--- START OF AVAILABLE RECORDS ---

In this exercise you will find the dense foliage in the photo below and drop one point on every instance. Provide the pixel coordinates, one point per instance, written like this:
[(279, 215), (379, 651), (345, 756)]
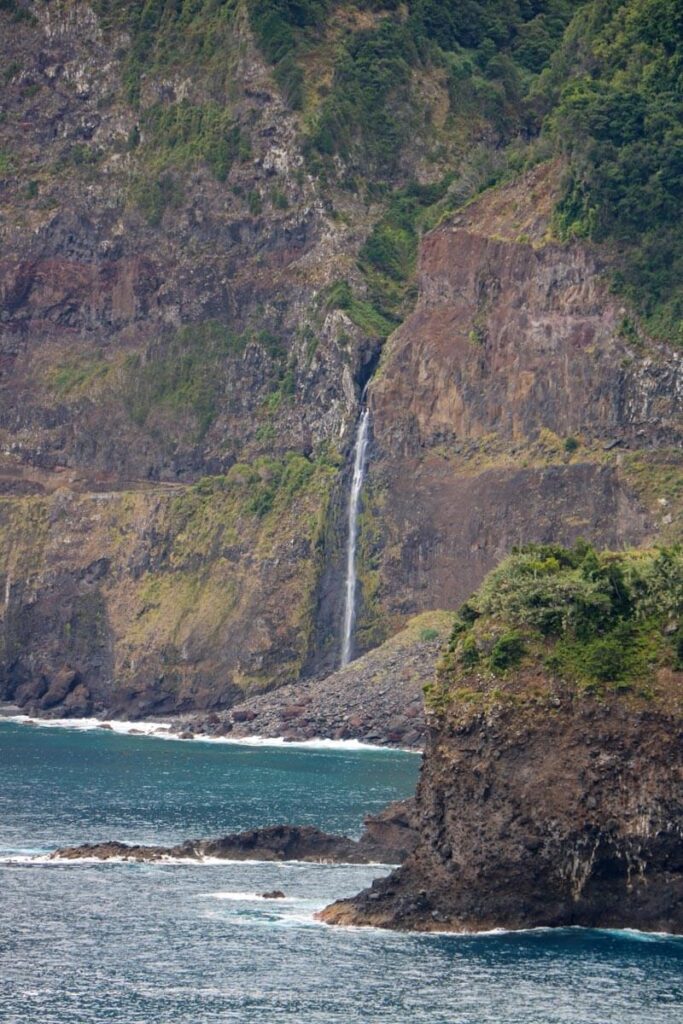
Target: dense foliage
[(599, 80), (620, 120), (606, 89), (592, 619)]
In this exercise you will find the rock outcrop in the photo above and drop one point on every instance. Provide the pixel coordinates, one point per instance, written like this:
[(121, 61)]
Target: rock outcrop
[(561, 814), (178, 383), (513, 407), (387, 838), (551, 791)]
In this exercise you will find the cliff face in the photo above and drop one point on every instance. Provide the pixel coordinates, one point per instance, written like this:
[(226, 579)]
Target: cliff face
[(178, 385), (164, 323), (513, 406), (562, 814), (551, 791)]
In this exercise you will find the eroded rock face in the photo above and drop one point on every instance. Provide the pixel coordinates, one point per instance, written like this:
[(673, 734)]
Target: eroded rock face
[(515, 346), (531, 815)]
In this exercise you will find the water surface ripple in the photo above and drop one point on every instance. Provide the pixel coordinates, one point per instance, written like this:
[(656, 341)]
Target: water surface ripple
[(180, 944)]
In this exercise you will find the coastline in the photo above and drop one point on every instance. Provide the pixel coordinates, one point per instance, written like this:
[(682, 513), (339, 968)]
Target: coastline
[(170, 730)]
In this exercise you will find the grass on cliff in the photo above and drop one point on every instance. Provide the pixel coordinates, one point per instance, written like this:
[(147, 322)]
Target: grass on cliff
[(596, 621)]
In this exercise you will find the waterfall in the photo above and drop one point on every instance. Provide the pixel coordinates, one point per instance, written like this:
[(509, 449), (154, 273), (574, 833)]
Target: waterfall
[(359, 450)]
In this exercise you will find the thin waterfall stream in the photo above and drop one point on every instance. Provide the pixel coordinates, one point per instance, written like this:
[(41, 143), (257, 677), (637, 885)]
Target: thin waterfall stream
[(359, 450)]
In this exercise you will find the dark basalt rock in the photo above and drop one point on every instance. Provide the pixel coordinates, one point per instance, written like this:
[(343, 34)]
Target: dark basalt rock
[(387, 838), (532, 816)]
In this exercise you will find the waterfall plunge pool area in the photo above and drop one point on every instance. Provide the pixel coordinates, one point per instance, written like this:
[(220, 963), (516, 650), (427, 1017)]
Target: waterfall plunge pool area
[(160, 943)]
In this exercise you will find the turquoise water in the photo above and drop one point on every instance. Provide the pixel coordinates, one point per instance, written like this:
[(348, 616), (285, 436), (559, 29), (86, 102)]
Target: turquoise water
[(187, 944)]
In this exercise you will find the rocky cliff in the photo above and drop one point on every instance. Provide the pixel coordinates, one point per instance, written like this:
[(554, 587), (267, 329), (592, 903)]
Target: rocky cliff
[(552, 786), (513, 406), (185, 330)]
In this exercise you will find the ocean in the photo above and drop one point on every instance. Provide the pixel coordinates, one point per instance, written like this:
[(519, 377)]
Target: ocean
[(182, 943)]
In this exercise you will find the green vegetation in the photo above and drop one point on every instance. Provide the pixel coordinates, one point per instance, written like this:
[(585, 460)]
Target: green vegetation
[(197, 34), (155, 196), (388, 257), (371, 320), (592, 620), (619, 122), (78, 376), (181, 134), (183, 375)]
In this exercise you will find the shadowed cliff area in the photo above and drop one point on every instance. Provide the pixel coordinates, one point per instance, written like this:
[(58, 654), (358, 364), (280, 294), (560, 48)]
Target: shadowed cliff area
[(551, 792)]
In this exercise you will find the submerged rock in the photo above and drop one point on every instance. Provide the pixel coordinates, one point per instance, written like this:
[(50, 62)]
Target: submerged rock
[(387, 838)]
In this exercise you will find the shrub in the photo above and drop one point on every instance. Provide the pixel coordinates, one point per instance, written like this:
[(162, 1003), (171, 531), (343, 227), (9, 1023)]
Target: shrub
[(507, 651), (469, 652)]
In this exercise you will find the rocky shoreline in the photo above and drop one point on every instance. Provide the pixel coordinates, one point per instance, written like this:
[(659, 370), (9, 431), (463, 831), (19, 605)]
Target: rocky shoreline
[(532, 815), (376, 699), (386, 839)]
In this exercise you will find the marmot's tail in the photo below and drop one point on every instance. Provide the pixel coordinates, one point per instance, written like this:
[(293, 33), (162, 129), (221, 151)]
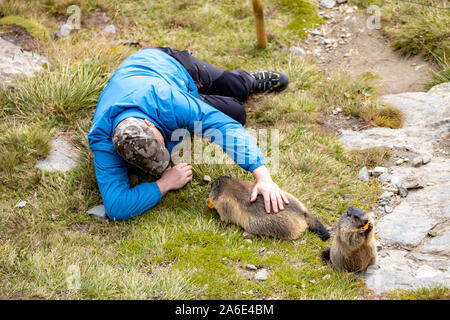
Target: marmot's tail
[(326, 255), (317, 227)]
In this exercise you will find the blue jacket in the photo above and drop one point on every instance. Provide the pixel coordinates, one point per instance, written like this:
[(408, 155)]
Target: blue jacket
[(152, 85)]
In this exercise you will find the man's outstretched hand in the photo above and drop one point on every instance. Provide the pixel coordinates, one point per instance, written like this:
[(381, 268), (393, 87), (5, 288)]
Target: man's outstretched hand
[(272, 194), (174, 178)]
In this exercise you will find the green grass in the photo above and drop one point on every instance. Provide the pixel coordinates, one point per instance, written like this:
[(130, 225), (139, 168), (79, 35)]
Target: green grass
[(415, 29), (434, 293), (180, 249)]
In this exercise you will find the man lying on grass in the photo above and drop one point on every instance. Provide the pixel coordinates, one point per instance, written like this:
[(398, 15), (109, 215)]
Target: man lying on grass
[(156, 91)]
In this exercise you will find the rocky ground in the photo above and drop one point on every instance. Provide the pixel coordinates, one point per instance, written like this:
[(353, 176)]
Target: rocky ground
[(413, 215), (350, 42), (414, 212)]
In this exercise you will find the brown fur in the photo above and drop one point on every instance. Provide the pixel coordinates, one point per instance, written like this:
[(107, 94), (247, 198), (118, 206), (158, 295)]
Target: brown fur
[(353, 248), (231, 198)]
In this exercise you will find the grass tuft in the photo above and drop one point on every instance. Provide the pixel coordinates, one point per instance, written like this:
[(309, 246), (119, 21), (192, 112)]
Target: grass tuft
[(305, 15), (64, 93)]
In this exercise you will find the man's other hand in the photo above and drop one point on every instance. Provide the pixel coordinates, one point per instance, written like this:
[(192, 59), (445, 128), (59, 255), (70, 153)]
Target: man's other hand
[(272, 194), (175, 177)]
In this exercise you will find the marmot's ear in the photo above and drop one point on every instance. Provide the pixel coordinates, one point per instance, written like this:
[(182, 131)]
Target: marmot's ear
[(326, 255)]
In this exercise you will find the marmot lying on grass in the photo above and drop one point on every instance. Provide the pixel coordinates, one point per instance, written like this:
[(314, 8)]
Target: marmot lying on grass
[(353, 247), (231, 199)]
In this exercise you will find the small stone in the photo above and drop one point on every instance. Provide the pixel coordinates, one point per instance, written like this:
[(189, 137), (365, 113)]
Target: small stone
[(387, 195), (377, 171), (417, 161), (403, 192), (412, 182), (327, 3), (432, 233), (378, 245), (21, 204), (98, 213), (363, 174), (261, 275), (251, 267), (426, 159), (297, 51), (316, 32), (247, 235), (326, 277), (384, 178)]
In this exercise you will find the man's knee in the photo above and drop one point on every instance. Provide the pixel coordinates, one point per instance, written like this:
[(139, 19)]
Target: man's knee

--- END OF AVAILABLE RECORDS ---

Rewrite all of the material above with "place" substituted for every occurrence of "drop", keeping everything else unchanged. Omit the pictures from your answer.

In this exercise you will find the dense foliage in the photo below and place one point on every instance. Provide the pixel coordinates, one point per instance, written like this:
[(279, 215), (379, 651), (345, 756)]
Target: dense foliage
[(599, 80), (620, 120), (606, 89), (592, 619)]
In this exercise you will find the rock outcrop in the photo above and place one point on every instance. Provide the pixel coordinates, one point per instance, written like this:
[(121, 61)]
Target: rock outcrop
[(561, 814), (178, 383), (513, 407), (387, 838), (551, 791)]
In this exercise you will find the cliff face in the photo above and place one point on every instance. Provide the pixel coordinates, one point per instance, written like this:
[(226, 579)]
Target: cliff face
[(178, 385), (164, 323), (513, 406), (562, 814), (551, 791)]
In this exercise you will find the eroded rock face in the photo above and place one point on every instance. Provide the pixel coordinates, one point per instance, written like this:
[(673, 734)]
Target: eroded rock face
[(515, 346), (531, 815)]
In this exercise you will find the water surface ripple in the photo above and place one point on every instance. Provide the pixel coordinates, one point per instance, written like this:
[(656, 341)]
Target: water surface ripple
[(180, 944)]
In this exercise you will find the coastline in the photo above and place one point on every instance. Provide the pixel coordinates, one point per instance, written like this:
[(682, 513), (339, 968)]
Target: coastline
[(170, 730)]
In this exercise you will find the grass on cliff in the photo above and place one point on every instance. Provide the pixel coordinates, one point per instance, written like this:
[(147, 322)]
Target: grass on cliff
[(596, 621)]
In this exercise you will find the waterfall in the photo above and place one point on every instance. Provide the pixel coordinates, one point per instance, written like this:
[(509, 449), (154, 273), (574, 833)]
Target: waterfall
[(359, 450)]
In this exercise you will find the thin waterfall stream in the photo above and place one point on every instance. Provide the pixel coordinates, one point per instance, written like this:
[(41, 143), (257, 677), (637, 885)]
Target: thin waterfall stream
[(359, 450)]
In this exercise you will find the dark basalt rock in the photo above and place one point on every instance. Provide the pixel coordinates, one point per instance, written like this:
[(343, 34)]
Target: dark basalt rock
[(387, 838), (532, 816)]
In this exercise you will find the waterfall plunge pool area in the photo above and place one point on every instance. Provide the pixel coordinates, one point per instance, written like this:
[(220, 963), (516, 650), (427, 1017)]
Target: waterfall plunge pool area
[(160, 943)]
In this exercise you will find the turquoise water in the photo above and place one point on every instance. Provide the pixel coordinates, one point per instance, written like this:
[(348, 616), (285, 436), (559, 29), (86, 102)]
Target: turquoise water
[(187, 944)]
In this exercise you will find the rocky cliff in the photo above and place one point on every instance. Provide the pixel coordinates, one point per instance, written like this:
[(554, 587), (267, 329), (592, 903)]
Target: rocky cliff
[(552, 786), (513, 406), (185, 330)]
In this exercise you will find the ocean in the photo above and place one point on every instance. Provide the pixel coordinates, one point per instance, written like this:
[(519, 377)]
Target: ocean
[(182, 943)]
In this exercise you will find the green vegetation in the photo above and place one point on every instance. Provide the pixel coordinates, one point per instance, written like this:
[(585, 460)]
Target: green vegetation
[(197, 34), (155, 196), (388, 257), (371, 320), (592, 620), (619, 122), (78, 376), (181, 134), (183, 375)]
In this exercise you will find the shadowed cliff area in the photo above and place one point on every instance. Provide the pixel coordinates, one point per instance, written like this:
[(58, 654), (358, 364), (280, 294), (560, 48)]
Target: shadowed cliff area
[(551, 792)]
In this exercise you will find the submerged rock in the photo above and place one point on every instance. Provide the pixel coordinates, one point per instance, written like this:
[(50, 62)]
Target: submerged rock
[(387, 838)]
In this exercise you will find the shrub in the photo above and place one point on every instance. Provide the pixel coordinates, one point per instance, written like this:
[(162, 1003), (171, 531), (343, 227), (9, 1023)]
Target: shrub
[(507, 651), (469, 652)]
In this exercise you will find the rocky shoreline in the photo above and place one point on every instance. Provide the pixel coordinates, one point per instance, written like this:
[(659, 370), (9, 431), (463, 831), (19, 605)]
Target: rocky shoreline
[(532, 815), (376, 699), (386, 839)]
In this exercise you will find the marmot's tail in the photo below and place one point on every instance. Provide the pixel coordinates, one point per instance, written like this:
[(293, 33), (162, 129), (221, 151)]
Target: marmot's tail
[(326, 255), (317, 227)]
In this exercise you will find the blue jacket in the photo above and place one point on every instance. Provide the pixel coordinates, one point per instance, written like this:
[(408, 155)]
Target: blue jacket
[(152, 85)]
In this exercise you will find the man's outstretched hand in the photo above and place one point on every instance. Provide the pixel coordinates, one point per instance, written like this:
[(381, 268), (393, 87), (5, 288)]
Target: man's outstretched hand
[(272, 194), (174, 178)]
In this exercise you will find the green grass in the photo above and place one point on every instance. Provide the pixel coordinates, one point per instance, written like this:
[(130, 225), (139, 168), (79, 35)]
Target: green grass
[(415, 29), (434, 293), (180, 249)]
In this exercise you will find the man lying on grass in the photo above and place one point on every instance. Provide the pixel coordinates, one point per instance, written like this:
[(398, 15), (109, 215)]
Target: man lying on grass
[(156, 91)]
In this exercise you will find the rocky ground in the photo above and place one point on every instance. Provide the pixel coordinates, one point per instance, written like this:
[(353, 176)]
Target: rocky ground
[(413, 215), (350, 42), (414, 212)]
In this exercise you will find the brown fur in the photo above and place one point on every instance. Provide the pixel coordinates, one point per instance, written like this:
[(107, 94), (247, 198), (118, 206), (158, 295)]
Target: brown fur
[(353, 248), (231, 198)]
In this exercise you will find the grass tuft in the photo above and place one point on every instance. Provide the pixel coordinates, one point per instance, written like this:
[(309, 246), (119, 21), (192, 112)]
Target: grass tuft
[(305, 15), (64, 93)]
In this exercise you will find the man's other hand in the photo above and place one point on every instance. Provide the pixel coordinates, one point per instance, written like this:
[(192, 59), (445, 128), (59, 255), (70, 153)]
Target: man's other hand
[(272, 194), (175, 177)]
In this exercise you will find the marmot's ear in the photo above and place one point on every instance. Provide the pixel coordinates, one point per instance, written like this:
[(182, 131)]
Target: marmot's ear
[(326, 255)]
In this exercise you will find the marmot lying on grass in the photo above and place one point on every instance. Provide the pixel coordinates, one point per instance, written like this:
[(314, 8)]
Target: marmot lying on grass
[(353, 247), (231, 199)]
In this exercise you will find the small stone in the photo above and place one point on every instance. Provide the pixel coordinates, one point per instance, written like this:
[(189, 137), (365, 113)]
Target: small stone
[(387, 195), (377, 171), (417, 161), (403, 192), (412, 182), (327, 3), (432, 233), (378, 245), (21, 204), (98, 213), (363, 174), (261, 275), (251, 267), (426, 159), (297, 51), (316, 32), (247, 235), (326, 277), (384, 178)]
In this exercise you will find the man's knee in the photo above and place one point on every instance. Provide the pixel coordinates, one point per instance, written like this:
[(139, 19)]
Target: man's knee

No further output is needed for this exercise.